>> BEGIN DATA PROVIDED
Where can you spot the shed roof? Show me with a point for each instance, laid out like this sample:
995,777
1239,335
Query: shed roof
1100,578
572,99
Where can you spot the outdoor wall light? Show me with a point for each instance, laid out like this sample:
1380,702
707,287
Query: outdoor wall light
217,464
>> END DATA PROVIDED
>> BEGIN DATA PROVIDED
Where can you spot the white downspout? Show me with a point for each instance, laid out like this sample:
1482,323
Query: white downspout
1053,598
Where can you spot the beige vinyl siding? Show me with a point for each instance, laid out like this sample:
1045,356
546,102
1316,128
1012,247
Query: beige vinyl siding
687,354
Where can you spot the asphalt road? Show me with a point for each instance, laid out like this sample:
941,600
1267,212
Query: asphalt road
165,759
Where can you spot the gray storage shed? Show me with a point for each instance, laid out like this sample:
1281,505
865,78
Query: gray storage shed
>> END DATA PROVIDED
### TO DO
Count the lines of the data above that contain the string "white", treating uppercase and lowercase letters as distinct. Reply with the number only.

### ANSWER TO THIS PROBLEM
2